WHAT IS REQUIRED
Write out the line that contains "the chandelier light" and every line after it through the end of the entries, exactly as given and with no other lines.
:: DATA ::
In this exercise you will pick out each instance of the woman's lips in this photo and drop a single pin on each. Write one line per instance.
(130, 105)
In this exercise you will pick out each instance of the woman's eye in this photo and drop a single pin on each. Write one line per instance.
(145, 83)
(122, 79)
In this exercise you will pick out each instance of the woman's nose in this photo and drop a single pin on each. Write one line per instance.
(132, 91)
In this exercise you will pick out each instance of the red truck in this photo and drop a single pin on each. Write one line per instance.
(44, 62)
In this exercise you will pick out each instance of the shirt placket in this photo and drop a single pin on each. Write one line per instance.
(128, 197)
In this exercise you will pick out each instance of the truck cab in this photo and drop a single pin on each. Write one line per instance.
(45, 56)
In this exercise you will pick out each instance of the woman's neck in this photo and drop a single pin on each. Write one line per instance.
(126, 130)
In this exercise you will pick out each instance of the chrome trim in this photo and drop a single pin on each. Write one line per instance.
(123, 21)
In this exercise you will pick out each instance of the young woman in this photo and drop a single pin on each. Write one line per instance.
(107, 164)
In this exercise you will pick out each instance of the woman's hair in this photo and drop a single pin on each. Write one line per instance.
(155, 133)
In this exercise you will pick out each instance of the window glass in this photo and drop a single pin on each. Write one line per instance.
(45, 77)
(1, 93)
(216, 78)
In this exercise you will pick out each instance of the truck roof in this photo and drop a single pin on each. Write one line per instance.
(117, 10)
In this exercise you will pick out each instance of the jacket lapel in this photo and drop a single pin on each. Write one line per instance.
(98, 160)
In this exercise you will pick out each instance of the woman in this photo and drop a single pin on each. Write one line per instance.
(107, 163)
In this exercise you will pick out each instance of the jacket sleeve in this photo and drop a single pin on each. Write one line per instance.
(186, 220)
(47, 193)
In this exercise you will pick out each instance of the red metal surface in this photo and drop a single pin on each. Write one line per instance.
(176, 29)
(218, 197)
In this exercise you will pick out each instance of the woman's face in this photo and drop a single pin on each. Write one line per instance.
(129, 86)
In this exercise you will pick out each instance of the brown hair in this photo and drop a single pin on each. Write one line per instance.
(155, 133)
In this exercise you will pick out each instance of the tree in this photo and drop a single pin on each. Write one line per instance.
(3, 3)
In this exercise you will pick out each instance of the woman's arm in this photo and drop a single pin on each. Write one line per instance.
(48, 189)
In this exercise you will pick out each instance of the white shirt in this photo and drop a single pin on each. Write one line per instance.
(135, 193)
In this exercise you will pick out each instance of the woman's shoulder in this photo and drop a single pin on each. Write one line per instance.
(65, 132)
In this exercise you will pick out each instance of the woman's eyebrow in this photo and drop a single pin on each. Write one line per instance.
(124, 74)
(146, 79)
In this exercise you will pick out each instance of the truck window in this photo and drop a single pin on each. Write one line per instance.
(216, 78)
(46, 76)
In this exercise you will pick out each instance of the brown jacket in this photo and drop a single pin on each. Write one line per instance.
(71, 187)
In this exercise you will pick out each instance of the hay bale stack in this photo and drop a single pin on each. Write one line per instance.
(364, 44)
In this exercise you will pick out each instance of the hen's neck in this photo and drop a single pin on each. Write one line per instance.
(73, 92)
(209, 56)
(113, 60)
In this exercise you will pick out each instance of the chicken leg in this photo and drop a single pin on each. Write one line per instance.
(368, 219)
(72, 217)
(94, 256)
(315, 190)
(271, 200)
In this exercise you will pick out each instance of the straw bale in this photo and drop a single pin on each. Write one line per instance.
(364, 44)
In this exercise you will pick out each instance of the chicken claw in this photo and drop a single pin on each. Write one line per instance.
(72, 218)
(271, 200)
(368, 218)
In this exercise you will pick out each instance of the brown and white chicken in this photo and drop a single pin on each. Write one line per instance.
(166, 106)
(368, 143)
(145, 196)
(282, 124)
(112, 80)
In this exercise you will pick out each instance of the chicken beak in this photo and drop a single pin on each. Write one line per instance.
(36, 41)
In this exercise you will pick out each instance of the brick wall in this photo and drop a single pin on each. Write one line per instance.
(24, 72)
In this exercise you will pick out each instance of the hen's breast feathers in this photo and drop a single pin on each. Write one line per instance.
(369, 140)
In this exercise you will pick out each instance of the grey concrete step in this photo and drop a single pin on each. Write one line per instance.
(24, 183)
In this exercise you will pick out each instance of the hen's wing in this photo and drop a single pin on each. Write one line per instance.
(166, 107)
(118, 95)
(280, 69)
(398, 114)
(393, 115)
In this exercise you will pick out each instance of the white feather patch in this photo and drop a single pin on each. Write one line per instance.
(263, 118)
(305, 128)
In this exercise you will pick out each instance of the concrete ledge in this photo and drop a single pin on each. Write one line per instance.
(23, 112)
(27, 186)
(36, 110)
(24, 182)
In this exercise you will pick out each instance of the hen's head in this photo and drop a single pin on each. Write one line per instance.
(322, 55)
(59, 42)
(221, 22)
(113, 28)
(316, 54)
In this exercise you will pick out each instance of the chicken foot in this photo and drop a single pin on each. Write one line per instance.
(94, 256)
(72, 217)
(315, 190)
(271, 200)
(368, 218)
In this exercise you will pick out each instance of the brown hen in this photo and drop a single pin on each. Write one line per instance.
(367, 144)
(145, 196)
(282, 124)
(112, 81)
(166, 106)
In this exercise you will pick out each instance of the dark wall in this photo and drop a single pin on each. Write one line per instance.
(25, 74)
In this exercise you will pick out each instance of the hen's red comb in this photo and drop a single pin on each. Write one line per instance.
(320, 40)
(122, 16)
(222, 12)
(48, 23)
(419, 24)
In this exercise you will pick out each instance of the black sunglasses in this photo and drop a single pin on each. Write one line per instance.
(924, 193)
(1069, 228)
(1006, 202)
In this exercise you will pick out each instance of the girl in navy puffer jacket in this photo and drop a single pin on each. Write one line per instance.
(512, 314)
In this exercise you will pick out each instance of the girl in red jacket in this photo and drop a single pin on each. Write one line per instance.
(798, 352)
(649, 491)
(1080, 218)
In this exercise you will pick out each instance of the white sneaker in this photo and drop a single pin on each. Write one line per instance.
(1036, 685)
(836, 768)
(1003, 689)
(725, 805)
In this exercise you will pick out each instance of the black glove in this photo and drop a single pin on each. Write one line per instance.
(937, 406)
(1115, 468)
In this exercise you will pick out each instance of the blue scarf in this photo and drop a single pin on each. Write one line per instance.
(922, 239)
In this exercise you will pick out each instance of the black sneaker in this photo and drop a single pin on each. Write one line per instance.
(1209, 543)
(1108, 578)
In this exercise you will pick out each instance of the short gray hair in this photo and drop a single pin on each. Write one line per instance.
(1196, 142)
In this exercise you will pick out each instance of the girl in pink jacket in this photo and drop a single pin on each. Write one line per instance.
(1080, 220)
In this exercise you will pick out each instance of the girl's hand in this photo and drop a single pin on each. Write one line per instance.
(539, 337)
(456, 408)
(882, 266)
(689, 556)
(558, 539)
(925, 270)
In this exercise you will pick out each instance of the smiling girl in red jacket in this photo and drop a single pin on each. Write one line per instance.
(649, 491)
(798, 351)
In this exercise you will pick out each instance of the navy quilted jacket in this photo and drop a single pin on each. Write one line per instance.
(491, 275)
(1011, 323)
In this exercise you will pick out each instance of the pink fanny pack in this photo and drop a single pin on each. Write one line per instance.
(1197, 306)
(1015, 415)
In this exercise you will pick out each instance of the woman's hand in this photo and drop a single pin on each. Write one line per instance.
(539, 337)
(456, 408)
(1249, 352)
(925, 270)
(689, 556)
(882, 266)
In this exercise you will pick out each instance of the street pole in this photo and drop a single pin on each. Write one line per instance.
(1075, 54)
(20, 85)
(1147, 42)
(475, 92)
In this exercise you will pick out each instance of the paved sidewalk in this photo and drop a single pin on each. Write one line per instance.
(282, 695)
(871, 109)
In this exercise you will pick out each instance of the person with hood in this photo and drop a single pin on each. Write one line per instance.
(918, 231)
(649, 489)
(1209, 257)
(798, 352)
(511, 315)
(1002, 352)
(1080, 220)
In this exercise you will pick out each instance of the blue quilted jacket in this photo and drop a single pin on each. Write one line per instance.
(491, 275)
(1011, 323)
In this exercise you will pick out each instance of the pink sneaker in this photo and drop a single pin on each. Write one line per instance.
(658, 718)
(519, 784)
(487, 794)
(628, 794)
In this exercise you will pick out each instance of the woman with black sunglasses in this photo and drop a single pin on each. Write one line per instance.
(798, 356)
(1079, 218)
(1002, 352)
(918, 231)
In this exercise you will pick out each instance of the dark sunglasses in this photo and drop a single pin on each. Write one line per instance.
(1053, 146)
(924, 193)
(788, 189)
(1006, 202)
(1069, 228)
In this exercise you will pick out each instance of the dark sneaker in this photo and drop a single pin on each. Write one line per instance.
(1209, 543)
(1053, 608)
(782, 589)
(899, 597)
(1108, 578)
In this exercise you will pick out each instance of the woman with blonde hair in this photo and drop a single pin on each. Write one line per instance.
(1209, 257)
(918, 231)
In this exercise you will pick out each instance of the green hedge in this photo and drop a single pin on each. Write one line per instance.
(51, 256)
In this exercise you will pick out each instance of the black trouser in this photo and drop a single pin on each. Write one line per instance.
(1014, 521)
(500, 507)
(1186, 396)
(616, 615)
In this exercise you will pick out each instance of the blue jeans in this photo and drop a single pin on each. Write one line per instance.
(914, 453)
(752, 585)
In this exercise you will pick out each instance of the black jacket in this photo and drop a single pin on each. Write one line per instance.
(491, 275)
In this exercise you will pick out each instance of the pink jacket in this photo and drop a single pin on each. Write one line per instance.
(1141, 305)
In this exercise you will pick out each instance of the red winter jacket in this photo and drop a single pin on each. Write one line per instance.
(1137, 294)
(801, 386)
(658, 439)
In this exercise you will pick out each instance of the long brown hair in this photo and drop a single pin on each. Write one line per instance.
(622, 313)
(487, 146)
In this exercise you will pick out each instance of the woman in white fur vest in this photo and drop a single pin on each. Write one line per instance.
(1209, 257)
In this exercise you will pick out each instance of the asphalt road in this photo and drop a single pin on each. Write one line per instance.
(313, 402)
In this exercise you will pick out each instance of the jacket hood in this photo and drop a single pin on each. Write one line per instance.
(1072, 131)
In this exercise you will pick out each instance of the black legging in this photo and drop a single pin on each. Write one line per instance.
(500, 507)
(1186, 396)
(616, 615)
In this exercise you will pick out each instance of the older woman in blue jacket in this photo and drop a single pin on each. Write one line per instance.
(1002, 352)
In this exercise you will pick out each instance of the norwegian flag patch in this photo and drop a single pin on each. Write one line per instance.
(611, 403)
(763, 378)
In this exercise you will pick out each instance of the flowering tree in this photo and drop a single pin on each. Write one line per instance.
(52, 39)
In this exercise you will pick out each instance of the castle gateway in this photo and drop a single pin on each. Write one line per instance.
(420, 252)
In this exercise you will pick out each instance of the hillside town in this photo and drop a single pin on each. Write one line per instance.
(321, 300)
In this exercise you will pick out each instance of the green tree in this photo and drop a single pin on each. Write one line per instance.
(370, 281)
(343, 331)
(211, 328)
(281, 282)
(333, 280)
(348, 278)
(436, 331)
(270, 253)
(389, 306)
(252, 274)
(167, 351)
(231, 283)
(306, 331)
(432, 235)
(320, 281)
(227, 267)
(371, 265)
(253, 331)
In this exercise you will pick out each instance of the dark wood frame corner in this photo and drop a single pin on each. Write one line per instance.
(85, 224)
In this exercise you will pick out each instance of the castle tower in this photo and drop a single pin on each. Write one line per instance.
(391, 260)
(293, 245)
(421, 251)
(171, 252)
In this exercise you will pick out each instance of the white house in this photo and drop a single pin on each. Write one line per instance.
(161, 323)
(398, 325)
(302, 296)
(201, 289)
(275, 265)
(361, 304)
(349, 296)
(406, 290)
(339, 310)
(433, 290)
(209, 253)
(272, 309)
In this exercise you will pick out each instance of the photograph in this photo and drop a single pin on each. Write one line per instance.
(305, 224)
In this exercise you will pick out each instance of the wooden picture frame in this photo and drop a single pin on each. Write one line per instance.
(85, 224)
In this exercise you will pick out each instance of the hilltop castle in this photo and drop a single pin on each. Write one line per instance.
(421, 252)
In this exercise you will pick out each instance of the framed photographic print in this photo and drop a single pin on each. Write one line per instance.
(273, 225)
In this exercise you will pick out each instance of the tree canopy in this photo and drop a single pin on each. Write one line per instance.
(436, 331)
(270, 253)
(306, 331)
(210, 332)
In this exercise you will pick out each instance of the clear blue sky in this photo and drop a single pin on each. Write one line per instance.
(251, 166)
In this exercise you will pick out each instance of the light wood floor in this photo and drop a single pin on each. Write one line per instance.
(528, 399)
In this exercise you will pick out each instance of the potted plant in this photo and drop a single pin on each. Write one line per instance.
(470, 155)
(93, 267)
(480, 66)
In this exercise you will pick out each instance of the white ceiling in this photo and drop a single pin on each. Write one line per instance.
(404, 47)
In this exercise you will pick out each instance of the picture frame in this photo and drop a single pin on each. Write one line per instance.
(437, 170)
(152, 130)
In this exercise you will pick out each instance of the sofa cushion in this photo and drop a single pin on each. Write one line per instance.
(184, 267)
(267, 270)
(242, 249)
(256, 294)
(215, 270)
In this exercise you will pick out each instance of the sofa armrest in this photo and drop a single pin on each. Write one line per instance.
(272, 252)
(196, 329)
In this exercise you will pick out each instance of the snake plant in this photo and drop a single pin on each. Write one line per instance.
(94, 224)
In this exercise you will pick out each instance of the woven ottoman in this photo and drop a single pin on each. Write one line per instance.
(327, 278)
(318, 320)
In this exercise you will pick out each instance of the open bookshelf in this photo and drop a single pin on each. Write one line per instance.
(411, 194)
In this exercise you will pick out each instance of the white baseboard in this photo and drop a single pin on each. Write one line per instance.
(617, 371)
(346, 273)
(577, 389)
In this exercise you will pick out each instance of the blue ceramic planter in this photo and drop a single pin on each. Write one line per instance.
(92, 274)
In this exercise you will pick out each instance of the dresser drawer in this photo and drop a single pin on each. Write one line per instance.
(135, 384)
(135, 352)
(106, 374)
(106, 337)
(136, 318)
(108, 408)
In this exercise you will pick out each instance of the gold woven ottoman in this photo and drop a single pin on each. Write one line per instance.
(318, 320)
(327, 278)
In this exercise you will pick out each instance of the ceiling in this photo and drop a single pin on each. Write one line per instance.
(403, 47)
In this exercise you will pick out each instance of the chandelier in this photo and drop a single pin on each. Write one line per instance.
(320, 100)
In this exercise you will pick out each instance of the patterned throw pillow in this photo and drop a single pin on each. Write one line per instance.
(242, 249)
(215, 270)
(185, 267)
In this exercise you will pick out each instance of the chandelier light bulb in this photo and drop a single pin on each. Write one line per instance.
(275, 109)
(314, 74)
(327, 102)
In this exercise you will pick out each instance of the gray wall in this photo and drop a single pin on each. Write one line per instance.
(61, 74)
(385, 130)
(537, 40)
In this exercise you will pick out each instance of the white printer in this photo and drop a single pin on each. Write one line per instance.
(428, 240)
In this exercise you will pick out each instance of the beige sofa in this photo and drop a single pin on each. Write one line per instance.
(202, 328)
:::
SOLUTION TO THIS EXERCISE
In this exercise you will pick out each instance of the chandelier light bulb in this photo and drop a single pin on each. Write one line per instance.
(275, 109)
(314, 74)
(327, 102)
In this exercise you will pick out each instance of the gray wall in this photo and drop a single pin on each. Write one line per instance.
(61, 74)
(385, 130)
(537, 40)
In this exercise you will pick out each instance of the white printer in this photo and drop a single pin on each. Write one line per instance.
(428, 240)
In this exercise you will pick out each instance of the beige sofa in this photo and drop a single pin on each. Write one line per instance.
(202, 328)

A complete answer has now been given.